Do this:
Return, word for word, every line that follows.

::::::::::

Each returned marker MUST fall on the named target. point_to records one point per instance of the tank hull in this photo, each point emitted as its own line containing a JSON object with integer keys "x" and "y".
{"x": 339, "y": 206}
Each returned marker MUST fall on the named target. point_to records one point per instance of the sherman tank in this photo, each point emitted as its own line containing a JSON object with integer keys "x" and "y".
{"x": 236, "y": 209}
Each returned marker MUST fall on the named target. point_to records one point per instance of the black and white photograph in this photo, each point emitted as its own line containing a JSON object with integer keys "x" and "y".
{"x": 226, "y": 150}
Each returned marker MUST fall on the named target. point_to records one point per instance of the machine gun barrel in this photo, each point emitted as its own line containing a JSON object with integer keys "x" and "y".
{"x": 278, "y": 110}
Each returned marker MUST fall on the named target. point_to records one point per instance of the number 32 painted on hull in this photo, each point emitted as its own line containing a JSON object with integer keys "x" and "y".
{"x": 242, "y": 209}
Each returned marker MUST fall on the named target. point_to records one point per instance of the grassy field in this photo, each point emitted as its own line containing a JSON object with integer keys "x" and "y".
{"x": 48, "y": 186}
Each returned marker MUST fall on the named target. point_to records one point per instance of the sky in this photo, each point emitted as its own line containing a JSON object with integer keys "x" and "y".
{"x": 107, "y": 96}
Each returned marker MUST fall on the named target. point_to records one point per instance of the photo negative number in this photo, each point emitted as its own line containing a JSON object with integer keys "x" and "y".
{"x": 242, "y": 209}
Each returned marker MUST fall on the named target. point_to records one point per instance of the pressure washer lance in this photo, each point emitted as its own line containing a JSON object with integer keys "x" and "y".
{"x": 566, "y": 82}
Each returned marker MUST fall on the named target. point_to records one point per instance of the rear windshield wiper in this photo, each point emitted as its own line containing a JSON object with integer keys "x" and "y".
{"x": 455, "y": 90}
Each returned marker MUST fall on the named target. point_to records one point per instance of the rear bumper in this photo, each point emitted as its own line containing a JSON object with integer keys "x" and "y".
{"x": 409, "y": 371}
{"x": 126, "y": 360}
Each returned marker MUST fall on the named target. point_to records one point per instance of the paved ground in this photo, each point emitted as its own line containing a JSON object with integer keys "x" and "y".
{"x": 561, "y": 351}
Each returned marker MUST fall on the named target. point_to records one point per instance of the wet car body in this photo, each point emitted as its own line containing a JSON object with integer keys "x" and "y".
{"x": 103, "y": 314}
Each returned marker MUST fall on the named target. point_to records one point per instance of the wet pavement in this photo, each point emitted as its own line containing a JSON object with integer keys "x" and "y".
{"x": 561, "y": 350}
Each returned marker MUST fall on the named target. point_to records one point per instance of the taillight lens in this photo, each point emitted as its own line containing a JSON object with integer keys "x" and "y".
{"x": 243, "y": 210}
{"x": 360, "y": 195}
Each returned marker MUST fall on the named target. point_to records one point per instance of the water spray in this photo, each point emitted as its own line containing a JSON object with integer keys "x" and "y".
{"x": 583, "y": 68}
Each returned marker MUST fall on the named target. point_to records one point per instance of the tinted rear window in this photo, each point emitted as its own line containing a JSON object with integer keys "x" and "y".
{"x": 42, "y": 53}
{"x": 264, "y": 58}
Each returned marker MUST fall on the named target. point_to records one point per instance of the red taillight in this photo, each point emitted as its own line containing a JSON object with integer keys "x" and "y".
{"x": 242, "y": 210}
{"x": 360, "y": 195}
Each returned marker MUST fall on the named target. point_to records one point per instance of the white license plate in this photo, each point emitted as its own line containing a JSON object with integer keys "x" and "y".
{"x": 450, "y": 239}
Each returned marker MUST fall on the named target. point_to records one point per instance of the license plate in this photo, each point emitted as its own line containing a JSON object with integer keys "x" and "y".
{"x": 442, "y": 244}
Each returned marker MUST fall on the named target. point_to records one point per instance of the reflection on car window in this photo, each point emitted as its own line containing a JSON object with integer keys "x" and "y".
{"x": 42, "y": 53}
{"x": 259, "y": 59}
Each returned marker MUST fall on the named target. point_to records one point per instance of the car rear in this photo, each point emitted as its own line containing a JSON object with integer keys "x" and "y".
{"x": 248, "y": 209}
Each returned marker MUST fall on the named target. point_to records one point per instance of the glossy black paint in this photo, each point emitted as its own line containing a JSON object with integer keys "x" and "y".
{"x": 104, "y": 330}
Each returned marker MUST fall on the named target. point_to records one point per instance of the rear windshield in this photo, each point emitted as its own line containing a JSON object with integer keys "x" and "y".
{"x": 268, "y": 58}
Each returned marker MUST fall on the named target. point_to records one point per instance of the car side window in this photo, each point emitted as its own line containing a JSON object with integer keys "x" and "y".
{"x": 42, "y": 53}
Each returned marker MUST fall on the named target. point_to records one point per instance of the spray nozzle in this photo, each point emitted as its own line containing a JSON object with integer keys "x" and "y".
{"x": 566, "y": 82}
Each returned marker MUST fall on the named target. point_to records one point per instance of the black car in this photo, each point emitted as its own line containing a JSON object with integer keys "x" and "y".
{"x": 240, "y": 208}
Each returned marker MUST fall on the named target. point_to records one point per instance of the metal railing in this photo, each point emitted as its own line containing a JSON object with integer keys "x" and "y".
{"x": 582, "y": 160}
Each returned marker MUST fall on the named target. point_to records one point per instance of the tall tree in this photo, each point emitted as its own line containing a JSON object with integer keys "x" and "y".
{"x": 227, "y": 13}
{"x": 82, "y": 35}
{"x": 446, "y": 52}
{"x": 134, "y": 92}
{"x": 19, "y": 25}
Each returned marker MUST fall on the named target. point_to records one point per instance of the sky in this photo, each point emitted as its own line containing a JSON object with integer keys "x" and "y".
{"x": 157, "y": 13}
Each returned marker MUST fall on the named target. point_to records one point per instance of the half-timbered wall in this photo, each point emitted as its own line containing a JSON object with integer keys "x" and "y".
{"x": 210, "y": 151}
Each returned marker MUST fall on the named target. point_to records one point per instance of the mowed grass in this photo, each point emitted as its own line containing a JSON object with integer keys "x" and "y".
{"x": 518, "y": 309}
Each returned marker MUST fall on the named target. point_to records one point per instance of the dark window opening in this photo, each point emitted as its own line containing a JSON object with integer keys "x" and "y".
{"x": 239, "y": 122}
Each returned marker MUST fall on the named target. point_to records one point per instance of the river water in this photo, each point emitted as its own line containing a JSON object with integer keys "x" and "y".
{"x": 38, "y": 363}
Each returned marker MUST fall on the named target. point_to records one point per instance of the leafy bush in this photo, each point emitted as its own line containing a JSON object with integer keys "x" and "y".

::::::::::

Full response:
Each returned marker MUST fall on the named target. point_to records one point per instance of the tank hull in this photo, each point emitted as its own line containing a JSON object with integer keys "x" and "y".
{"x": 339, "y": 206}
Each returned marker MUST fall on the named target. point_to records one point per instance of the sherman tank in this photo, each point emitted as its own line containing a JSON object with integer keys "x" and "y".
{"x": 236, "y": 209}
Each returned marker MUST fall on the named target. point_to records one point per instance of the black and white photograph in this photo, each point emitted as its own line containing a JSON object with integer keys "x" and "y".
{"x": 226, "y": 150}
Each returned marker MUST fall on the named target. point_to records one point per instance of the machine gun barrel in this photo, each point emitted as its own line containing a JSON object with integer keys "x" and "y".
{"x": 278, "y": 110}
Each returned marker MUST fall on the named target. point_to records one point per instance of the number 32 painted on hull in this photo, each point emitted as its own line containing a JSON object with integer keys "x" and "y".
{"x": 242, "y": 209}
Each returned marker MUST fall on the named target. point_to records one point per instance of the grassy field in this photo, each point emitted as its own line containing a JSON object with integer keys "x" and "y".
{"x": 48, "y": 186}
Each returned marker MUST fall on the named target. point_to records one point per instance of the sky in this photo, each point emitted as its own line containing a JSON object with integer keys "x" and "y".
{"x": 107, "y": 96}
Each returned marker MUST fall on the named target. point_to records one point per instance of the photo negative number in this photo, each point emitted as its own line containing a JSON object with integer keys "x" and "y".
{"x": 242, "y": 209}
Each returned marker MUST fall on the named target. point_to records one point per instance of the pressure washer lance in this photo, each point emitted as its own line containing a JSON object with integer keys "x" and "y".
{"x": 566, "y": 82}
Each returned marker MUST fall on the named target. point_to records one point per instance of the rear windshield wiper in this photo, each point emitted as its own line containing a JSON object with integer keys "x" and "y".
{"x": 455, "y": 90}
Each returned marker MUST fall on the named target. point_to records one point per instance of the rear bumper in this photo, each point emitted as its own line containing a JSON object with integer keys "x" and "y".
{"x": 409, "y": 371}
{"x": 126, "y": 360}
Each returned marker MUST fall on the named target. point_to records one point per instance of the paved ground in this photo, each point emitted as its own line containing a JSON object with integer keys "x" and "y".
{"x": 561, "y": 351}
Each returned marker MUST fall on the named target. point_to records one point per instance of the wet car body in this photo, each point emitted as its own line containing a JSON object with integer keys "x" and "y".
{"x": 103, "y": 314}
Each returned marker MUST fall on the named target. point_to records one point per instance of the wet pavement in this photo, each point emitted as its own line containing a JSON object with integer keys "x" and "y".
{"x": 561, "y": 350}
Each returned marker MUST fall on the named target. point_to records one point per instance of the taillight lens in this photo, each point emitted as its own line containing a JSON object with integer keys "x" and "y".
{"x": 243, "y": 210}
{"x": 360, "y": 195}
Each returned marker MUST fall on the named target. point_to records one point per instance of the water spray in this photo, each point emitted as its own line containing a JSON object with integer keys "x" and "y".
{"x": 583, "y": 68}
Each returned marker MUST fall on the named target. point_to records one point per instance of the tinted rear window in this photo, each point emitted as its own line containing a JSON object with integer keys "x" and "y".
{"x": 42, "y": 53}
{"x": 264, "y": 58}
Each returned marker MUST fall on the named target. point_to records one point per instance of the red taillight in this photo, each point emitted as its own line containing a JSON object with integer keys "x" and "y".
{"x": 242, "y": 210}
{"x": 360, "y": 195}
Each returned marker MUST fall on the named target. point_to records one point per instance of the white license plate in this photo, each point emitted as its own line containing a JSON object with integer keys "x" and "y".
{"x": 450, "y": 239}
Each returned marker MUST fall on the named target. point_to records one point per instance of the license plate in this photo, each point emitted as its own line containing a JSON object with integer keys "x" and "y".
{"x": 442, "y": 244}
Each returned marker MUST fall on the named target. point_to records one point per instance of the reflection on car window in this photo, each point emitted as its own line containing a JSON object with integer keys "x" and "y".
{"x": 42, "y": 53}
{"x": 259, "y": 59}
Each returned marker MUST fall on the named target. point_to records one point per instance of the car rear in this photo, each point emitted as its own line containing a JSON object with integer keys "x" and "y".
{"x": 248, "y": 209}
Each returned marker MUST fall on the named target. point_to records one point per instance of the glossy black paint in this photo, each point emitted as its own line containing a JSON object with integer keys "x" and "y".
{"x": 104, "y": 330}
Each returned marker MUST fall on the named target. point_to records one point per instance of the rear windshield in this photo, each point emitted as its own line containing a JSON object with integer keys "x" and "y".
{"x": 268, "y": 58}
Each returned marker MUST fall on the named target. point_to records one point per instance of the car side window in this photo, each point emitted as its own line containing a JSON object with integer keys "x" and "y".
{"x": 42, "y": 53}
Each returned marker MUST fall on the named target. point_to records one point per instance of the spray nozzle in this photo, each point emitted as its own line containing a JSON object with integer keys "x" and "y".
{"x": 566, "y": 82}
Each returned marker MUST fall on the named target. point_to records one point per instance of the black car in this photo, each point emitted as its own line containing a JSON object with integer keys "x" and "y".
{"x": 240, "y": 208}
Each returned marker MUST fall on the named target. point_to records one point per instance of the metal railing in this photo, each point emitted as its own line containing a JSON object with integer keys "x" and "y".
{"x": 582, "y": 160}
Each returned marker MUST fall on the named target. point_to records one point per instance of the tall tree in this photo, each point emitted as its own line containing a JSON object with integer keys "x" and "y".
{"x": 227, "y": 13}
{"x": 82, "y": 35}
{"x": 446, "y": 52}
{"x": 134, "y": 92}
{"x": 19, "y": 25}
Each returned marker MUST fall on the named target. point_to records one point per instance of the sky in this photo, each point emitted as its own line containing a JSON object with integer keys "x" and "y".
{"x": 157, "y": 13}
Each returned marker MUST fall on the named target. point_to records one point per instance of the half-timbered wall in this photo, each point emitted as its own line containing a JSON object with integer keys "x" and "y".
{"x": 210, "y": 151}
Each returned marker MUST fall on the named target. point_to records one point per instance of the mowed grass in this photo, each point emitted as its own line containing a JSON object with integer keys "x" and "y".
{"x": 518, "y": 309}
Each returned marker MUST fall on the named target. point_to records one point per instance of the dark window opening in this photo, each point emitted as its own line containing a JSON object with integer keys "x" and "y".
{"x": 239, "y": 122}
Each returned marker MUST fall on the named target. point_to records one point per instance of the river water in this photo, each point emitted as its own line containing a JSON object with integer keys "x" and "y".
{"x": 38, "y": 363}
Each returned marker MUST fall on the named target. point_to records one point per instance of the leafy bush in this photo, each point emitted as its own line containing a JSON object with integer keys "x" and "y".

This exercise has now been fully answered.